What you are asked to do:
Reproduce every line of the records in the part that opens with the line containing "If you could indicate the double" and closes with the line containing "point(100, 56)", shifting each coordinate in the answer points up by 78. Keep all other lines, and the sample point inside each "If you could indicate" sentence, unchanged.

Data supplied:
▼▼▼

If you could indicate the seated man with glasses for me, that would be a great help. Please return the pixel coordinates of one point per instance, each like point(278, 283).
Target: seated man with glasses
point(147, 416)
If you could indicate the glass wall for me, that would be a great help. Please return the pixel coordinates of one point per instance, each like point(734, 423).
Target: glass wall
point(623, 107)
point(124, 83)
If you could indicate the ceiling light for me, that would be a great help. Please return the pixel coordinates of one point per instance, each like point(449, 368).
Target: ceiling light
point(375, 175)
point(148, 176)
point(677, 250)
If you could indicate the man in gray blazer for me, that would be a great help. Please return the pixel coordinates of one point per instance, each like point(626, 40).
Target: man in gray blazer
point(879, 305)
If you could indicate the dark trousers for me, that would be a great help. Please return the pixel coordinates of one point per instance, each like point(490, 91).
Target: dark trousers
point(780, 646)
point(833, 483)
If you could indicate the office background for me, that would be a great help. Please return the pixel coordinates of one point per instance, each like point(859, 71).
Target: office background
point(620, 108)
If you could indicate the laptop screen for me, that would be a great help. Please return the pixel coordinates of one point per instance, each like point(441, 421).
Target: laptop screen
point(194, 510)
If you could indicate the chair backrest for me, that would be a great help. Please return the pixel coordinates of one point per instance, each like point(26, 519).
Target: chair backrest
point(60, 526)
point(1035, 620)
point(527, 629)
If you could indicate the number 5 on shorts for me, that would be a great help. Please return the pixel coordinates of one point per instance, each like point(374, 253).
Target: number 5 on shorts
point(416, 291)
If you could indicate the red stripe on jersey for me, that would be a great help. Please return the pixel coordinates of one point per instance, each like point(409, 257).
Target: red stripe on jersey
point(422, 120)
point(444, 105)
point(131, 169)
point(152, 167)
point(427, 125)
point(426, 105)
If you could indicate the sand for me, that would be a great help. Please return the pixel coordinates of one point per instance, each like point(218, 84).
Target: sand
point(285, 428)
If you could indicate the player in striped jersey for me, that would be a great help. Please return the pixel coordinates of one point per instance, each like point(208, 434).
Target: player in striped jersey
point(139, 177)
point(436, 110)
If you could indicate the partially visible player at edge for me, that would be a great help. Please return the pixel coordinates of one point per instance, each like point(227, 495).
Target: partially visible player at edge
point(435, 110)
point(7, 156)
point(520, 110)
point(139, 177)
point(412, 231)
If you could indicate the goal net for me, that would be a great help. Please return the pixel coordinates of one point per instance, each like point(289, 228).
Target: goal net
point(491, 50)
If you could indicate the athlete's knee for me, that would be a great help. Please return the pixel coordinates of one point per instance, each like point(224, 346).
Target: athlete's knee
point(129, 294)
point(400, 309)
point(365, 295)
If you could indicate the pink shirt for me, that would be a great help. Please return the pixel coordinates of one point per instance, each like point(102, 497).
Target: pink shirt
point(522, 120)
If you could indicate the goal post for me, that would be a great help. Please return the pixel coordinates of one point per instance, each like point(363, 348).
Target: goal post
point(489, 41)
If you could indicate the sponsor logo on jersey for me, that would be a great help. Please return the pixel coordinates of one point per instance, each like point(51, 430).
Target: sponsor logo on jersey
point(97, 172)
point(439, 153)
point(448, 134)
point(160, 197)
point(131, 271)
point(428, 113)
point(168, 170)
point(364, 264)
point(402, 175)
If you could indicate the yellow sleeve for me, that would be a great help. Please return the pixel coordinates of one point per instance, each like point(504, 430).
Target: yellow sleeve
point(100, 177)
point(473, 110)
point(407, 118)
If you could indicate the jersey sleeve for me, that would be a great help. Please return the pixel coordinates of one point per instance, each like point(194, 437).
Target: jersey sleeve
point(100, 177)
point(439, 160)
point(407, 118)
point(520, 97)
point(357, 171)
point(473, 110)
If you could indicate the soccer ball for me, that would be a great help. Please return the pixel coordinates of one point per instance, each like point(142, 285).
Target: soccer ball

▲▲▲
▼▼▼

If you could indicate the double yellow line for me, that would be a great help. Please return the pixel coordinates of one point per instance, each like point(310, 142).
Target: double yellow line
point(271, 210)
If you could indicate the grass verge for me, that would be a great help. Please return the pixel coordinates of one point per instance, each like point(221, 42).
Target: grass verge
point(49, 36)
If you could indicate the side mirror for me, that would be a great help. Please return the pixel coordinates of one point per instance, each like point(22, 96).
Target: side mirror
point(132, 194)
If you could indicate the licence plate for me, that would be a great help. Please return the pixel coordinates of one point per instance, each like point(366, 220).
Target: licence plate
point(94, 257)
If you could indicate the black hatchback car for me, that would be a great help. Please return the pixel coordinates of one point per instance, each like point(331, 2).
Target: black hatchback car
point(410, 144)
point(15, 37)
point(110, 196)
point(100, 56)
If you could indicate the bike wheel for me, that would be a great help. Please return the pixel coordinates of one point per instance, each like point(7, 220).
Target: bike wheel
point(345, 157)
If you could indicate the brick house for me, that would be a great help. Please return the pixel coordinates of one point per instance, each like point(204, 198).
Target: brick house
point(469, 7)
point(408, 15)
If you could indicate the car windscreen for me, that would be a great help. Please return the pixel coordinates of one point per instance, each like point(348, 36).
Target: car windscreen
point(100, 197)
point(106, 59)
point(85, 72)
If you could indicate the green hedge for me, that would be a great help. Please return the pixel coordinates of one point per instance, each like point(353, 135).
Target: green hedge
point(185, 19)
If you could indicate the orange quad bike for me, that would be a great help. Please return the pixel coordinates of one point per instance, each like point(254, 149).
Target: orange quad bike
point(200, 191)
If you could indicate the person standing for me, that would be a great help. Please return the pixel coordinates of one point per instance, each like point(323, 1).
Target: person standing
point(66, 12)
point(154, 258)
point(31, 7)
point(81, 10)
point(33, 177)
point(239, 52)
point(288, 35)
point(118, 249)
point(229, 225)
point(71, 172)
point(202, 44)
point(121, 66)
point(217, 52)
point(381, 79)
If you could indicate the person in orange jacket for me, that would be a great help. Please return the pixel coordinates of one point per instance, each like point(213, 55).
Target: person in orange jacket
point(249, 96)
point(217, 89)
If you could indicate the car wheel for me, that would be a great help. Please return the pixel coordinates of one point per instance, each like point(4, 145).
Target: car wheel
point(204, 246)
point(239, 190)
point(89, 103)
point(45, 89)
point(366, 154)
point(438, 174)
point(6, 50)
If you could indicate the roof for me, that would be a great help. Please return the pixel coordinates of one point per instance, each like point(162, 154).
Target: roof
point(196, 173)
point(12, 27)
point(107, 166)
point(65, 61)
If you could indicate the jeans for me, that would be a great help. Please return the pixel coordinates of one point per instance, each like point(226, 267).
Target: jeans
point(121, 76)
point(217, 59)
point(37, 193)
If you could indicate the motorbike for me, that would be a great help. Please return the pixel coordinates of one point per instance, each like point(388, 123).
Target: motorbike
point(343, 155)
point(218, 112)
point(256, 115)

▲▲▲

Task result:
If you could indicate the double yellow line for me, that would be a great help. Please return the pixel coordinates of one point per instance, each like point(310, 142).
Target: double yellow line
point(349, 288)
If you could indicate the grass verge for me, that would be a great help. Please return the pixel coordinates of one point per instance, each like point(221, 42).
Target: grass verge
point(127, 114)
If you could indicate the side mirror for me, that would be a great help. Please return the pixel coordinates of one point per instance, each like point(22, 96).
Target: side mirror
point(210, 272)
If you could indicate the licence plate for me, that would be a great help. Please return the pixel coordinates of one point per instance, each like point(366, 220).
Target: licence plate
point(172, 335)
If you could indicate the black hatchback car for me, that would be a great help. Please return the pixel coordinates of one point per instance, each like point(331, 2).
Target: black hatchback car
point(488, 222)
point(93, 115)
point(188, 274)
point(178, 134)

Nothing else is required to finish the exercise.